— begin —

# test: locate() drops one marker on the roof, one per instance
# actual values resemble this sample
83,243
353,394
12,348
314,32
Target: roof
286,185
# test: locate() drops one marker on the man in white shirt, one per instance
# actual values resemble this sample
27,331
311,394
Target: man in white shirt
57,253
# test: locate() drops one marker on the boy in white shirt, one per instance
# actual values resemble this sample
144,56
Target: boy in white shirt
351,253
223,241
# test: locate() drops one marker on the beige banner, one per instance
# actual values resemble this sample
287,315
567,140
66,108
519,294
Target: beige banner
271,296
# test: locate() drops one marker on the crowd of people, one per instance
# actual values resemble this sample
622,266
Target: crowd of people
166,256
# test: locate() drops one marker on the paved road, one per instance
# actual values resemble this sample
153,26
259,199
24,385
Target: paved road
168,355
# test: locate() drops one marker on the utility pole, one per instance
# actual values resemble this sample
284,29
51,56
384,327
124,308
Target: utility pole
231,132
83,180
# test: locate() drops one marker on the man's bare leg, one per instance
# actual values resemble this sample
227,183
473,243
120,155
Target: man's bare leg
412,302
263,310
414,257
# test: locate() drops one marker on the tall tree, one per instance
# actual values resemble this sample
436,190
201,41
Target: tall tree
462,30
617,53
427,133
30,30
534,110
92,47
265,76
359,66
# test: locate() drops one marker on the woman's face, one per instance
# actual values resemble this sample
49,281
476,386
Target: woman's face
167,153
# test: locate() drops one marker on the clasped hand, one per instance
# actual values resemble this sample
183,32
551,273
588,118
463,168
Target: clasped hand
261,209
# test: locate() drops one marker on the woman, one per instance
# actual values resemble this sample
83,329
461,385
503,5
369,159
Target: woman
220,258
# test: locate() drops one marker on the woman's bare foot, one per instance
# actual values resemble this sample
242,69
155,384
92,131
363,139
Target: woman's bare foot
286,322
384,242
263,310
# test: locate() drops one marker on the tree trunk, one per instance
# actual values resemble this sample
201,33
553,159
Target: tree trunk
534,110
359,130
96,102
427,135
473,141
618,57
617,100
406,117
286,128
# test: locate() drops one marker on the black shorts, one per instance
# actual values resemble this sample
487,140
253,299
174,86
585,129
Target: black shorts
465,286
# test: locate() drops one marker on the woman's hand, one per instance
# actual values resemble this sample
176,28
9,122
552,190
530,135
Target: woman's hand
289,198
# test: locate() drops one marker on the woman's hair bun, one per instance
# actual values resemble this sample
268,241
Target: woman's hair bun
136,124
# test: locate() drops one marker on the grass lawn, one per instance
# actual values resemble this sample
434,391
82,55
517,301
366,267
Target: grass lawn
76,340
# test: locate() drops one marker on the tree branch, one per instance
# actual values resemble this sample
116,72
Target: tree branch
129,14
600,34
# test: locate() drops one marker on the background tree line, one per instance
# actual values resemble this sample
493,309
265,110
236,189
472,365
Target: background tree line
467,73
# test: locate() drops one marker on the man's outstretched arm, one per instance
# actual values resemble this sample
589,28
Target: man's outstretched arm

— end —

Quote every line from the line containing "# test: locate() drops one marker on the woman, one" through the closing line of the listing, including both.

# test: locate() drops one marker on the woman, one per instance
# actual values resemble this sample
83,329
461,385
503,5
369,159
Target: woman
220,258
# test: locate() drops one marker on the woman's bare foot, one per instance
# actual values resemble this sample
242,69
155,384
92,131
363,139
Target: woman's bare foot
286,322
384,242
263,310
# test: locate() drops one marker on the tree trunk, one per instance
# actual values resemble this sample
201,33
553,159
Target: tree trunk
534,110
359,130
96,102
427,135
473,141
618,57
617,100
406,117
286,128
# test: locate() drops one marker on the black shorts, one per instance
# actual values resemble this sample
487,140
253,299
174,86
585,129
Target: black shorts
465,286
# test: locate() drops one marker on the woman's hand, one per instance
# actual values resemble this sample
176,28
9,122
552,190
530,135
Target: woman's hand
289,198
# test: locate() drops one marker on the woman's hair bun, one per instance
# actual values resemble this sample
268,241
Target: woman's hair bun
136,124
# test: locate() drops one marker on the grass lawn, one per instance
# actual values resemble this sample
434,391
82,55
517,301
366,267
Target: grass lawn
76,340
# test: locate() drops one marker on the tree branch, one per instance
# actual values resemble this sample
116,72
Target: tree branch
129,14
600,34
# test: locate() drops one marker on the background tree line, one per instance
# actual values resemble this sample
493,309
265,110
236,189
472,365
Target: background tree line
467,73
# test: locate() drops one marker on the man's outstretched arm, one per instance
# actual values resemble this sample
589,28
Target: man's outstretched arm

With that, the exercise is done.